_Exercise text:_
↓↓↓
Shoulder Impingement

Shoulder Impingement

Shoulder impingement refers to mechanical compression and/or wear of the rotator cuff tendons. The rotator cuff is actually a series of four muscles and tendons connecting the scapula (shoulder blade) to the humeral head (upper part of the arm bone). These muscles are located deep in the shoulder, beneath the deltoid muscle that gives your shoulder its contour. The rotator cuff is important in maintaining the upper arm bone within the socket during normal shoulder function and also contributes to shoulder strength during activity. Normally, the rotator cuff glides smoothly when moving. Any process that compromises the gliding function of the rotator cuff is known as shoulder impingement.

Causes of Shoulder Impingement

Common causes of shoulder impingement include weakening and degeneration within the tendon due to aging, the formation of bone spurs and/or inflammatory tissue within the space above the rotator cuff (subacromial space), and overuse injuries. Activities that can lead to impingement most commonly involve repetitive overhead motion. This is typically seen in such things as painting, carpentry, tennis, baseball, swimming, etc.

Symptoms of Shoulder Impingement

Patients with impingement most commonly complain of pain, pinching, and stiffness in the shoulder, which is worse with overhead activity and sometimes severe enough to cause awakening at night.
↑↑↑
_What you need to do:_
1. Using the shoulder impingement text, explain in one to three sentences why the rotator cuff is important to the shoulder.
2. According to the shoulder impingement text, how many muscles and tendons make up the rotator cuff?
3. Pick up the shoulder impingement text after its final sentence and continue writing it.

_Records:_
↓↓↓
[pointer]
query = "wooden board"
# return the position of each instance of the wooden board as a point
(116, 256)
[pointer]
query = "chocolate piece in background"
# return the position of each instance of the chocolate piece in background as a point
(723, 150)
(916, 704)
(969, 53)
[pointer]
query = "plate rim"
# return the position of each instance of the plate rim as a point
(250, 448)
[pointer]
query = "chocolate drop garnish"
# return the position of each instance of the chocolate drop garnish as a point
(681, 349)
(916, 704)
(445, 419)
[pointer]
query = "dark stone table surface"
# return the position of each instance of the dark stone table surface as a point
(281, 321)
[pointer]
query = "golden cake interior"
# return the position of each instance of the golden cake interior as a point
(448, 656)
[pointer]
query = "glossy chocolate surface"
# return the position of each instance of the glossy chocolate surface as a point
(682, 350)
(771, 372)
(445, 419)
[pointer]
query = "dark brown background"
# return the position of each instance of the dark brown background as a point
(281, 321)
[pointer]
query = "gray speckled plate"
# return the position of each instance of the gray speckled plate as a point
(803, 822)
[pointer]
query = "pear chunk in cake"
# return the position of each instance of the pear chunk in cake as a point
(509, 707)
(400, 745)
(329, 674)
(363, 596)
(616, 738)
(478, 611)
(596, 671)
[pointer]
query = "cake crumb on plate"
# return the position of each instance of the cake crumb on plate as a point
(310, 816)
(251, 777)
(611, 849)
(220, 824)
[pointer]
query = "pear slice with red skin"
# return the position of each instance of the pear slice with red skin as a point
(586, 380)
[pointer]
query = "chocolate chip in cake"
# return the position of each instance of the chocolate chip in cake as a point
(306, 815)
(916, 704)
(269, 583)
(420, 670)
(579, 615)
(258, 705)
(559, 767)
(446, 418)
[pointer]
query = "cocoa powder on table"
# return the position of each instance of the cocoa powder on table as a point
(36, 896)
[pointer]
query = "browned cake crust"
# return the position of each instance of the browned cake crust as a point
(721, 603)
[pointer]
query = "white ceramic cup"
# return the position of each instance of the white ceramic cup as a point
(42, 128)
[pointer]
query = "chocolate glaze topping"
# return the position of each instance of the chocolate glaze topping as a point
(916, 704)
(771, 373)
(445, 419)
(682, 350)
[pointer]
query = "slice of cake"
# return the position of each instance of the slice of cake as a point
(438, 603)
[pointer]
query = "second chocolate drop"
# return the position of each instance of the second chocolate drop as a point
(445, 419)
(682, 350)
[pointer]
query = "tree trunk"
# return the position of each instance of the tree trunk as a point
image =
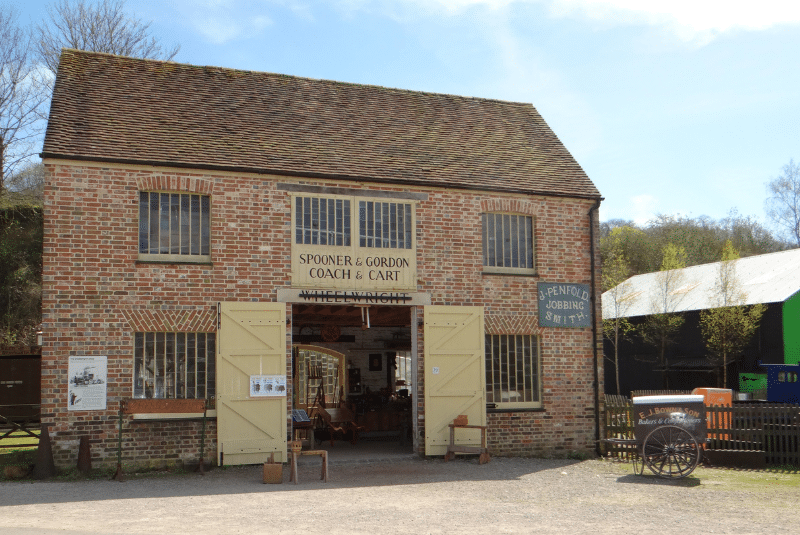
(616, 355)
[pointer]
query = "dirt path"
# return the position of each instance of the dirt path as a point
(503, 496)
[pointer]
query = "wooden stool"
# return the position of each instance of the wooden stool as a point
(452, 448)
(296, 454)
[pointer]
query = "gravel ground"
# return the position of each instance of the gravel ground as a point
(420, 496)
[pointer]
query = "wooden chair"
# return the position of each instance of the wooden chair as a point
(340, 420)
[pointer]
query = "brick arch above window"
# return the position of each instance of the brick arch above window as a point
(515, 206)
(182, 183)
(511, 324)
(166, 320)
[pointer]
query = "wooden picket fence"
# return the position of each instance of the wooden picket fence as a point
(769, 428)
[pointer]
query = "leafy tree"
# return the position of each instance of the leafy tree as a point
(616, 284)
(728, 328)
(100, 27)
(661, 328)
(22, 95)
(20, 275)
(632, 242)
(783, 203)
(748, 236)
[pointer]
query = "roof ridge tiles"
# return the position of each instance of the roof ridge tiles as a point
(116, 108)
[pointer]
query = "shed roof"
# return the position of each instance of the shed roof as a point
(767, 278)
(117, 109)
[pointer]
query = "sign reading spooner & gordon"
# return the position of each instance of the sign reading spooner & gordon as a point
(564, 305)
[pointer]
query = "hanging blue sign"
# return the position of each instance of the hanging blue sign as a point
(564, 305)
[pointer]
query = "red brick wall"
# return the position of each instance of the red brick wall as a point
(96, 294)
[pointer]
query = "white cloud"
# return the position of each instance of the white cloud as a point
(691, 21)
(643, 208)
(218, 23)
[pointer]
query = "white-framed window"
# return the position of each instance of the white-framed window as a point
(384, 225)
(329, 221)
(353, 243)
(508, 243)
(322, 221)
(513, 371)
(174, 227)
(174, 365)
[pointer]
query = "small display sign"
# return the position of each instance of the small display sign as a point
(267, 386)
(88, 377)
(564, 305)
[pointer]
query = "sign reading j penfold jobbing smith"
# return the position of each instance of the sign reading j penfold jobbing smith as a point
(564, 305)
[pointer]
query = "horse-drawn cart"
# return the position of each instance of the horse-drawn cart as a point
(669, 434)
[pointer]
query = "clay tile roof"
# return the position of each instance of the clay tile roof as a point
(118, 109)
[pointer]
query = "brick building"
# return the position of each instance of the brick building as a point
(271, 243)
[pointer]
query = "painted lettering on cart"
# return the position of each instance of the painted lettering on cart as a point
(668, 410)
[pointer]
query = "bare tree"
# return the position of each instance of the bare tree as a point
(729, 326)
(99, 27)
(661, 327)
(618, 293)
(22, 95)
(783, 203)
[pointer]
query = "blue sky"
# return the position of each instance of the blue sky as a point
(672, 107)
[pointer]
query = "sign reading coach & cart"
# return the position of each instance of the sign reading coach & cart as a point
(564, 305)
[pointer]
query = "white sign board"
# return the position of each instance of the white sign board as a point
(267, 385)
(88, 378)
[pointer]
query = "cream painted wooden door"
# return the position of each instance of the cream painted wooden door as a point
(251, 342)
(454, 374)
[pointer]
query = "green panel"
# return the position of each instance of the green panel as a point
(791, 330)
(753, 382)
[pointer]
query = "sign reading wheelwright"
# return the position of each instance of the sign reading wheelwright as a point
(564, 305)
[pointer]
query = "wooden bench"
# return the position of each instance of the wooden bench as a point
(454, 448)
(161, 406)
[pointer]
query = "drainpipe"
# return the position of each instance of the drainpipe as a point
(592, 210)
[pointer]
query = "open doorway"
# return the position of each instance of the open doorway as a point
(355, 362)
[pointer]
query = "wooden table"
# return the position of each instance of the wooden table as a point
(453, 448)
(296, 454)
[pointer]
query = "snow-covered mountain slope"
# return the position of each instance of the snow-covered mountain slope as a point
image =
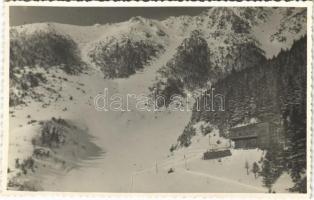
(133, 140)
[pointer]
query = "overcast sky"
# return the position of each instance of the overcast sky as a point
(88, 16)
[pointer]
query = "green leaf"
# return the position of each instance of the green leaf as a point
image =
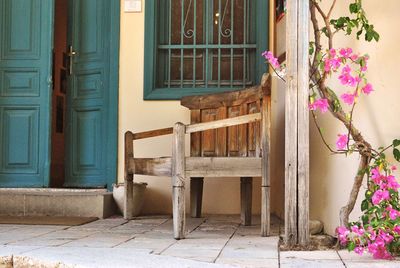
(364, 205)
(351, 246)
(396, 143)
(396, 154)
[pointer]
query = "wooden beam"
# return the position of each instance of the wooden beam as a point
(265, 168)
(303, 123)
(178, 181)
(128, 177)
(291, 123)
(246, 195)
(223, 166)
(226, 99)
(244, 119)
(151, 166)
(152, 133)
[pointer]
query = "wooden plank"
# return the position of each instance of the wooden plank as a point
(225, 99)
(221, 135)
(178, 181)
(266, 160)
(223, 123)
(208, 136)
(233, 133)
(151, 166)
(303, 123)
(242, 132)
(152, 133)
(246, 195)
(196, 183)
(128, 177)
(195, 138)
(196, 196)
(223, 166)
(291, 124)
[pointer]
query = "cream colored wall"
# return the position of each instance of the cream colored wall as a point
(220, 195)
(331, 176)
(377, 116)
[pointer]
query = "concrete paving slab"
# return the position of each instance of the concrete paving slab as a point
(249, 263)
(310, 255)
(10, 250)
(94, 257)
(301, 263)
(100, 240)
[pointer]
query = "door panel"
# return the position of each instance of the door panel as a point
↑↑↑
_Exercise responses:_
1. The rotator cuff keeps the upper arm bone within the socket during normal shoulder function. It also contributes to shoulder strength during activity.

2. Four.

3.
The diagnosis of shoulder impingement can usually be made with a careful history and physical exam. Manipulation of the shoulder in a specific way by your doctor will usually reproduce the symptoms and confirm the diagnosis. X-rays are also helpful in evaluating the presence of bone spurs and/or the narrowing of the subacromial space (the area above the rotator cuff). MRI (magnetic resonance imaging), a test that allows visualization of the rotator cuff, may be used to rule out more serious diagnoses such as rotator cuff tears

Shoulder Impingement Occuring

How to Treat Shoulder Impingement

As with any injury, your doctor will be the best source of advice on the appropriate treatment method for your situation. The first step in treating shoulder impingement is eliminating any identifiable cause or contributing factor. This may mean temporarily avoiding overhead activities like tennis, pitching or swimming. A non-steroidal anti-inflammatory medication, such as aspirin or ibuprofen, may be helpful in alleviating pain and swelling. Your doctor may recommend physical therapy exercises to restore normal flexibility and strength to the shoulder, including strengthening both the rotator cuff muscles and the muscles responsible for movement of the shoulder blade. An injection of cortisone into the subacromial space is often helpful in treating shoulder impingement.

Surgery is not necessary in most cases of shoulder impingement. If symptoms persist despite adequate non-operative treatment, surgical intervention may be beneficial. Surgery involves debriding, or surgically removing tissue that is irritating the rotator cuff. This is typically done with arthroscopic shoulder surgery techniques that are minimally invasive. After surgery patients use a sling for comfort, but may begin using the arm for everyday activities as soon as pain allows. Complete recovery may take 3 months.